Records in a dataset:
-*-

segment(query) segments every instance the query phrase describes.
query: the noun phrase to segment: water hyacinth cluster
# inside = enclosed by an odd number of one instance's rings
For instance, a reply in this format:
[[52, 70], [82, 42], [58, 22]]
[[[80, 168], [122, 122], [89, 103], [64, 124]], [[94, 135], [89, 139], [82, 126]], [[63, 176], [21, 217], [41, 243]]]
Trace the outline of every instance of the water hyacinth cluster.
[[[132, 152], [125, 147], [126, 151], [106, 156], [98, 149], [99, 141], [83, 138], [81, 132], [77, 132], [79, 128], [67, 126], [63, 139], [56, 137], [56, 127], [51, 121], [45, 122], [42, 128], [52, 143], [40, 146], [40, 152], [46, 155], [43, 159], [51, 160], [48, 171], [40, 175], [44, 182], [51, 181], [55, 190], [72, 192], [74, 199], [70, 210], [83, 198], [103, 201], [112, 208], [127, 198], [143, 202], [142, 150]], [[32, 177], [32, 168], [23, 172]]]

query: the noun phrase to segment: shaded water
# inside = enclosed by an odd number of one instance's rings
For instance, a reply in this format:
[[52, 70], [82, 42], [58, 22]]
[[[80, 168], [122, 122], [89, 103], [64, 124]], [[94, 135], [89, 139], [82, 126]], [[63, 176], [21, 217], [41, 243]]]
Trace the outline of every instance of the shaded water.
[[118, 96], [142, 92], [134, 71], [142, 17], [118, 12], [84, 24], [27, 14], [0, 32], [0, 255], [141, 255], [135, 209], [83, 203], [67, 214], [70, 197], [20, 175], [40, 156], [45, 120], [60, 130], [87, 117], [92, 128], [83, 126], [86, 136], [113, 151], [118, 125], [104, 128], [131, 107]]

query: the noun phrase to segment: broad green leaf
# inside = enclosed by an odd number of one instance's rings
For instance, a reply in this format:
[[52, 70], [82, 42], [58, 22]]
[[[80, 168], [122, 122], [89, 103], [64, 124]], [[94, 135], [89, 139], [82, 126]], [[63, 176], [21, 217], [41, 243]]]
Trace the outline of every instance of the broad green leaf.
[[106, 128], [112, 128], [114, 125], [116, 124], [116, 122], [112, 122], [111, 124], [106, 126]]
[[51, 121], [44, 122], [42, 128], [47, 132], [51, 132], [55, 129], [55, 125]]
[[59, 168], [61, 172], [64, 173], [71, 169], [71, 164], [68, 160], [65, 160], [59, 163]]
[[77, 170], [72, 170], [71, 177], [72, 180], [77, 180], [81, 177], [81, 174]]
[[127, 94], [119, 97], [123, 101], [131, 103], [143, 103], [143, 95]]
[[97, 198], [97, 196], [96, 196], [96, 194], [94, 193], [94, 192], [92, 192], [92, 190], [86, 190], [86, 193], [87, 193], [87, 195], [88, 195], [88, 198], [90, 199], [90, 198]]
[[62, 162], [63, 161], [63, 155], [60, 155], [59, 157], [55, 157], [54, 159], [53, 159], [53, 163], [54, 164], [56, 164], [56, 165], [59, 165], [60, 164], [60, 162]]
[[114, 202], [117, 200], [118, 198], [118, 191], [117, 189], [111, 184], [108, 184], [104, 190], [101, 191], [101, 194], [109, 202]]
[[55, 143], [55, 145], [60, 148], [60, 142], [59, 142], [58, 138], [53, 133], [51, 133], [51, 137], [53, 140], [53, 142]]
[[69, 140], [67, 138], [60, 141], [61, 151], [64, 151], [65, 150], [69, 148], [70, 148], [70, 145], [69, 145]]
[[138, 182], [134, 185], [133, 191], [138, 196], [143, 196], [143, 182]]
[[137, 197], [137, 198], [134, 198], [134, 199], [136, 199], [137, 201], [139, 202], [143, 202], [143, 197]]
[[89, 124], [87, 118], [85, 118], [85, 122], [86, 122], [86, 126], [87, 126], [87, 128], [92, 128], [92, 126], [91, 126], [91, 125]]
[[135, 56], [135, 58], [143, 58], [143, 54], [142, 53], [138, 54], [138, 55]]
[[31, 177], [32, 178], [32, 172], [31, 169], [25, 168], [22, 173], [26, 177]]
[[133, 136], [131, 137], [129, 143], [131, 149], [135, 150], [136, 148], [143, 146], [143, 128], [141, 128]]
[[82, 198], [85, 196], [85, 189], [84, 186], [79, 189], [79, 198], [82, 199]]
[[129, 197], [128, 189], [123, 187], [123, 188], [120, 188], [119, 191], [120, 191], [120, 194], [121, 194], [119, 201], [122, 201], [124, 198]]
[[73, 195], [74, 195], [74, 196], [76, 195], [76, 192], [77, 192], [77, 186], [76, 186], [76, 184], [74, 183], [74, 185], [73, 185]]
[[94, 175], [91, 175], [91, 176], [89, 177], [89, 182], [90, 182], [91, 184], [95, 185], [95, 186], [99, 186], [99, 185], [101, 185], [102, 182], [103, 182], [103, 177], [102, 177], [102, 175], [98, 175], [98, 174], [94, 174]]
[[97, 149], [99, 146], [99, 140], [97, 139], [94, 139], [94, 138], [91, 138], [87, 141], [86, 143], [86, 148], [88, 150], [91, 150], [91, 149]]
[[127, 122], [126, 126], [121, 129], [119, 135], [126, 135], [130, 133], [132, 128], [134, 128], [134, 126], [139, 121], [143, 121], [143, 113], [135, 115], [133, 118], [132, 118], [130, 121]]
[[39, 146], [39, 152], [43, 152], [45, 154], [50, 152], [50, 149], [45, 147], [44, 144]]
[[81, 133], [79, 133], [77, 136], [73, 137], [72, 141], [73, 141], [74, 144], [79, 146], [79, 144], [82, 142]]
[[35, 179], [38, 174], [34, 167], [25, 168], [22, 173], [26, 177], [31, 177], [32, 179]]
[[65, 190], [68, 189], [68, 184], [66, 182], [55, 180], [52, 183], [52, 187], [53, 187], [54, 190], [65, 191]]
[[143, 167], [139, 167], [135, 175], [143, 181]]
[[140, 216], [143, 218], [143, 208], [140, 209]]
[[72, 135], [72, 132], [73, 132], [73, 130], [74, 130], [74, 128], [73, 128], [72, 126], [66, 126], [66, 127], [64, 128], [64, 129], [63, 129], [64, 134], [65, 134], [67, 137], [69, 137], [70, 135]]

-*-

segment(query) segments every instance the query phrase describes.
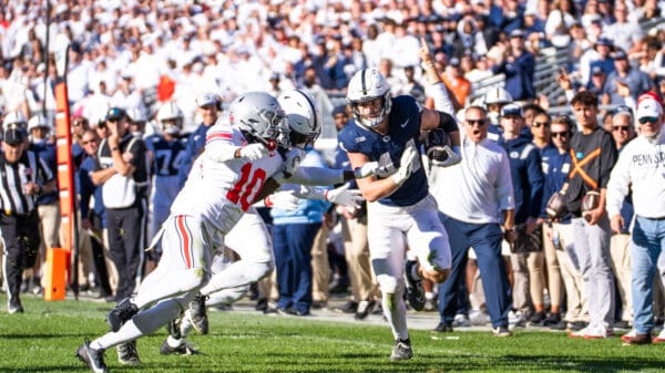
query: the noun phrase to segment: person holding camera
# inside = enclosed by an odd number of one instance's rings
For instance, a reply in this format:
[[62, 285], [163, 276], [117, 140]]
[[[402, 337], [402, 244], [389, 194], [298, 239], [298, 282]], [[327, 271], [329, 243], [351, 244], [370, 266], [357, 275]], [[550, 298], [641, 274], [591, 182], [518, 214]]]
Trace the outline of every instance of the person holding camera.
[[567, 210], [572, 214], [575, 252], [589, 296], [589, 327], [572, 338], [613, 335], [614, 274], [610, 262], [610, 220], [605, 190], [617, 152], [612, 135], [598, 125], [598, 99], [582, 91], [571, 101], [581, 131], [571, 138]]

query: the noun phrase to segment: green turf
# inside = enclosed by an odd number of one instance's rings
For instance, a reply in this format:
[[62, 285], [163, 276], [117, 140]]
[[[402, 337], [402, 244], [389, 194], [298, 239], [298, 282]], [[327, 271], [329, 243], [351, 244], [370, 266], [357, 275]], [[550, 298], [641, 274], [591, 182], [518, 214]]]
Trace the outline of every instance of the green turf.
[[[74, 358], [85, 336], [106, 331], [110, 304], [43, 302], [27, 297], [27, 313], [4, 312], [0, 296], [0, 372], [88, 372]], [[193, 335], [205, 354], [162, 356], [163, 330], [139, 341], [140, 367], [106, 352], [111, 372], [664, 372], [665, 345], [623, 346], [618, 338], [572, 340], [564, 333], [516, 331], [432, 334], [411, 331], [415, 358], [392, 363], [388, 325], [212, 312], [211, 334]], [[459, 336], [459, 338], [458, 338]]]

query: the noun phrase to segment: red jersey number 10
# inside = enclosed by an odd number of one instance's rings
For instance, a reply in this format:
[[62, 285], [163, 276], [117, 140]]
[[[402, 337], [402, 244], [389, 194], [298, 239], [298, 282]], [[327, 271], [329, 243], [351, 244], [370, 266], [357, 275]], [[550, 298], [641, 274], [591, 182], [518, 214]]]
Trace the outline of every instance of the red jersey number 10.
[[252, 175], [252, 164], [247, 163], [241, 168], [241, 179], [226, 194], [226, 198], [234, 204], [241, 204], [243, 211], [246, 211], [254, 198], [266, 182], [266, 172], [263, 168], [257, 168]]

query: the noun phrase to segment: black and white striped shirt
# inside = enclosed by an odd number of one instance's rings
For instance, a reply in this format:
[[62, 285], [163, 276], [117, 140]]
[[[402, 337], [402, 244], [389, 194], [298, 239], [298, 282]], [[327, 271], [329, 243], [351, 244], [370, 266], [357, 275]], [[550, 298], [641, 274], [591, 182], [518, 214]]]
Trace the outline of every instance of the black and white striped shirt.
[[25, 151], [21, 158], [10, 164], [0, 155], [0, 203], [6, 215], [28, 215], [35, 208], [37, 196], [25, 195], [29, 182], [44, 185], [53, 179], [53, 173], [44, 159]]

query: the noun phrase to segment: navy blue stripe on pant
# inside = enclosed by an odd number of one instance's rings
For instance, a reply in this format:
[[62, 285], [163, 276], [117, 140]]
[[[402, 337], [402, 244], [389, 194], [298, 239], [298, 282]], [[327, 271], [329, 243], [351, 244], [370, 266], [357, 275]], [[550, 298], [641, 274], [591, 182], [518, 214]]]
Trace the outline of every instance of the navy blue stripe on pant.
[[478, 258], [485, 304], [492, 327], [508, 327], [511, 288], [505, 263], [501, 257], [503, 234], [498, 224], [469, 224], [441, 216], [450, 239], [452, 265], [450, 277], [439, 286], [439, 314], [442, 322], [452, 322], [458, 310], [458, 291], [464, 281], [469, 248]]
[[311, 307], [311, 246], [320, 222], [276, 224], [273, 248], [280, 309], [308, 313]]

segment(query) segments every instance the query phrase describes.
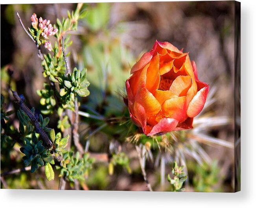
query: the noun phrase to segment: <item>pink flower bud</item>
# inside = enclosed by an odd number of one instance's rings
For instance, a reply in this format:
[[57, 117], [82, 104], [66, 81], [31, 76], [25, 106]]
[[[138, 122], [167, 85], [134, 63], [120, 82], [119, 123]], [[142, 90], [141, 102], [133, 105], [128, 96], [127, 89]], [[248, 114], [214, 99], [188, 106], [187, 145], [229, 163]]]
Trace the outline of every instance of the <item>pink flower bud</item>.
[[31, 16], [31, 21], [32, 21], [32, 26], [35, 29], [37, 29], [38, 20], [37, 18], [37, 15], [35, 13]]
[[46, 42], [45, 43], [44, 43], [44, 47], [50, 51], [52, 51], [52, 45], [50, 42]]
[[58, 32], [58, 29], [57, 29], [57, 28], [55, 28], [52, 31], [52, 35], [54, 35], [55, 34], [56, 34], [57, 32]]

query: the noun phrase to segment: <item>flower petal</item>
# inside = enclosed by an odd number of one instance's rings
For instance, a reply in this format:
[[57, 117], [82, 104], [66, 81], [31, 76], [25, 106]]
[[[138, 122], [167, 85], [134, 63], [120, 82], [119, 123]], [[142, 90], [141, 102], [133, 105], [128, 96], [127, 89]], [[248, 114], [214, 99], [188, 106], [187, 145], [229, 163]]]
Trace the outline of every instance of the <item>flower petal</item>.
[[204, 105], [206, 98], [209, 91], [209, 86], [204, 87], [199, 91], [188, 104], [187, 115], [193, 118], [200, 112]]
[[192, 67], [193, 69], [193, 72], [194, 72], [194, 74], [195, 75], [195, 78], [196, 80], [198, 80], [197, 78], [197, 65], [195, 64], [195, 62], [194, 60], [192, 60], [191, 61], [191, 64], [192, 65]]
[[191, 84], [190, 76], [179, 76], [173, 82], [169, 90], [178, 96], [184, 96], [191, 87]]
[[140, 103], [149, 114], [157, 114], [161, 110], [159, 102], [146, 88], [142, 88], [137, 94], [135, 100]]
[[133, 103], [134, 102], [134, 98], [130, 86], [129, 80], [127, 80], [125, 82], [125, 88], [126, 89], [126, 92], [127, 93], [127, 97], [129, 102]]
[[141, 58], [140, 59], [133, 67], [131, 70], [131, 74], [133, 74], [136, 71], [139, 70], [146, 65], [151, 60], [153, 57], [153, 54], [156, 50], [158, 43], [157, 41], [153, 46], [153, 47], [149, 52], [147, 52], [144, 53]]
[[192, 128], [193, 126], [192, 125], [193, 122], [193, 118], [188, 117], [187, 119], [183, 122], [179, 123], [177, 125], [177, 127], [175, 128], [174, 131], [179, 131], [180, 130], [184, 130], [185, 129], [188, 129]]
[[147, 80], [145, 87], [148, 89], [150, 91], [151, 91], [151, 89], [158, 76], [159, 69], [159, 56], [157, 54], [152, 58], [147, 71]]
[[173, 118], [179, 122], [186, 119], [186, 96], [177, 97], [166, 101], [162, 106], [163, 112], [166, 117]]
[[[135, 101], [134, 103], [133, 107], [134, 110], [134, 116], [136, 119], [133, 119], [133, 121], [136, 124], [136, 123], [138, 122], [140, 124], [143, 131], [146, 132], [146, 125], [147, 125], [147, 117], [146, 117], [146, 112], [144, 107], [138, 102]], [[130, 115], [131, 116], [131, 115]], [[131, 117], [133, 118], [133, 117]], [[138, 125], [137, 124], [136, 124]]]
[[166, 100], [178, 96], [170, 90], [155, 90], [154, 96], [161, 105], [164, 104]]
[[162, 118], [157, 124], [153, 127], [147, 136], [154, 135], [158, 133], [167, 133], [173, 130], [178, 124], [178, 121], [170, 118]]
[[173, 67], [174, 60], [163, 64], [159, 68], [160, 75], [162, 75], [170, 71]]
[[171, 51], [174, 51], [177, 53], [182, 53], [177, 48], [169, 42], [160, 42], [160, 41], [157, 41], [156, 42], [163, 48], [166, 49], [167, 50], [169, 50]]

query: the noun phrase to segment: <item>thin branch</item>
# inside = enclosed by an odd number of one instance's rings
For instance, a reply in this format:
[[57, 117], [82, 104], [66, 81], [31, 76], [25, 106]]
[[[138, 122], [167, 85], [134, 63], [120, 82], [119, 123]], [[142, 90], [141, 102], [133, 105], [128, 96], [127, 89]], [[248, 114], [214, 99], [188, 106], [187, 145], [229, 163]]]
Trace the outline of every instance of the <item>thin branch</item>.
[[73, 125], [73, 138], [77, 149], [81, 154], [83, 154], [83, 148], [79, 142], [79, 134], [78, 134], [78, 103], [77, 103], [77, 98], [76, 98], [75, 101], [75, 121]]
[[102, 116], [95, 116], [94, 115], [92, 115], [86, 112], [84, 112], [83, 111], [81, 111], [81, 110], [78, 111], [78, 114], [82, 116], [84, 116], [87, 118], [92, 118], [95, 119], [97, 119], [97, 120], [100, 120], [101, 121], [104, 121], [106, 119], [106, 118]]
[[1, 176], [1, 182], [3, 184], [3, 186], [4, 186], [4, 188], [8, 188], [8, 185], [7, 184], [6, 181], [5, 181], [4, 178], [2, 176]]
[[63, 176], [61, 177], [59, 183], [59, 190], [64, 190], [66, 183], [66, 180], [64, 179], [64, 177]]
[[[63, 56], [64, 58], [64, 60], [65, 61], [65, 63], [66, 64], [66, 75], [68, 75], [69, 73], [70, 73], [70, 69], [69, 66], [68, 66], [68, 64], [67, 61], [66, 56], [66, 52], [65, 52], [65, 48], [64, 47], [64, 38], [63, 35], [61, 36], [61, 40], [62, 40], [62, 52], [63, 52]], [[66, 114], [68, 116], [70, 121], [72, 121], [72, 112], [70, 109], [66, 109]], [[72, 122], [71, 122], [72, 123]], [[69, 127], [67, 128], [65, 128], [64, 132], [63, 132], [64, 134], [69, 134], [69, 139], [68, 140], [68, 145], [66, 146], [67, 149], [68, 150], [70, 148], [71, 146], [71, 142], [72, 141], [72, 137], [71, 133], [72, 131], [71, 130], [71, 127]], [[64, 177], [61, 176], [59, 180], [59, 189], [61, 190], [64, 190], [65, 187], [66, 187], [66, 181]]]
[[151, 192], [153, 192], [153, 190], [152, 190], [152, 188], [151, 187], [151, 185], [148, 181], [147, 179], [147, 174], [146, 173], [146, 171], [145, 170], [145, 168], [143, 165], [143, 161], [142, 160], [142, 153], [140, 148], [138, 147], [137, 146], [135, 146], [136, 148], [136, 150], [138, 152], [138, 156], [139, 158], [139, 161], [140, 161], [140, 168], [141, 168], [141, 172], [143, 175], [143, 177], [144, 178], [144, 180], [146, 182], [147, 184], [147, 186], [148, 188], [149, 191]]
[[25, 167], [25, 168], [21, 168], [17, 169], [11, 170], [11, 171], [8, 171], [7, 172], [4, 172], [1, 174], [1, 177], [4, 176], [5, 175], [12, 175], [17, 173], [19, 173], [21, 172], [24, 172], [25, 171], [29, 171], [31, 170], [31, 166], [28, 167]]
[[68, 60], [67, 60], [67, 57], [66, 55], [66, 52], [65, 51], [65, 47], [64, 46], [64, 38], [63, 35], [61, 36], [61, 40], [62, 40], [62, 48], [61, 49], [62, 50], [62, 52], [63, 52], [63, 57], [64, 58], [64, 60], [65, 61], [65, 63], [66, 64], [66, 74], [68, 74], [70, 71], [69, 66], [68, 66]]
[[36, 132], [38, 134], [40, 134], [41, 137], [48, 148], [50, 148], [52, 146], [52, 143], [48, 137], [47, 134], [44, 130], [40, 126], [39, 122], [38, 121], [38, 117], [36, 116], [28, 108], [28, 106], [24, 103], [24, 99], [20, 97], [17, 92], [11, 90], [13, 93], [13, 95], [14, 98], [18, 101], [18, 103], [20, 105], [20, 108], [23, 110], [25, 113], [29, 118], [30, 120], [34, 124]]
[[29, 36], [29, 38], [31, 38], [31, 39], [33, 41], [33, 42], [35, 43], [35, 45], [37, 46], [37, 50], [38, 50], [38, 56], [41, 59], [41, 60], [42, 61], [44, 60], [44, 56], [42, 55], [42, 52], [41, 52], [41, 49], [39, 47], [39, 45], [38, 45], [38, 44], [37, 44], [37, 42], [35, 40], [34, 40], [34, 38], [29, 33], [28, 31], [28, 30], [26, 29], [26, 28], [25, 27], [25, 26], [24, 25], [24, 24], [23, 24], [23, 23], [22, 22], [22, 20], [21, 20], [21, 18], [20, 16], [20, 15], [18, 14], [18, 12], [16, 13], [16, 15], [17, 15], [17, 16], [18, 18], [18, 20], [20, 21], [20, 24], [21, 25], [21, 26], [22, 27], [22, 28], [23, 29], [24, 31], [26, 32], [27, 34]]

-*-

_Problem to work on_: Scale the rows starting at the line that contains "query: the noun phrase to segment: broad" and ending at the line that contains "199], [90, 198]]", both included, and reproduce only those lines, requests and all. Multiply every coordinate in the answers by 0.95 and round each result to a whole number, with halves rounded up.

_Response to the exercise_:
query: the noun phrase to segment: broad green leaf
# inside = enclosed by an odd number of one instance's rings
For instance, a reply in this format:
[[52, 70], [82, 42], [58, 22]]
[[[80, 168], [122, 122], [89, 103], [64, 124]], [[94, 135], [89, 139], [82, 126]], [[63, 176], [21, 217], [41, 243]]]
Trace the outline of every instance of the broad green leaf.
[[101, 122], [106, 122], [108, 119], [110, 118], [110, 116], [106, 116], [105, 118], [101, 120]]
[[48, 115], [42, 116], [40, 122], [45, 125], [48, 125], [52, 123], [52, 119]]
[[56, 160], [58, 163], [61, 164], [67, 161], [67, 156], [65, 152], [62, 152], [56, 155]]
[[73, 162], [68, 162], [67, 168], [68, 171], [73, 171], [77, 168], [77, 165]]
[[121, 89], [113, 92], [117, 96], [124, 98], [136, 98], [136, 90]]
[[92, 188], [92, 186], [91, 186], [91, 184], [89, 183], [89, 182], [87, 182], [87, 181], [82, 181], [82, 183], [83, 183], [83, 185], [84, 185], [84, 188], [86, 189], [86, 188]]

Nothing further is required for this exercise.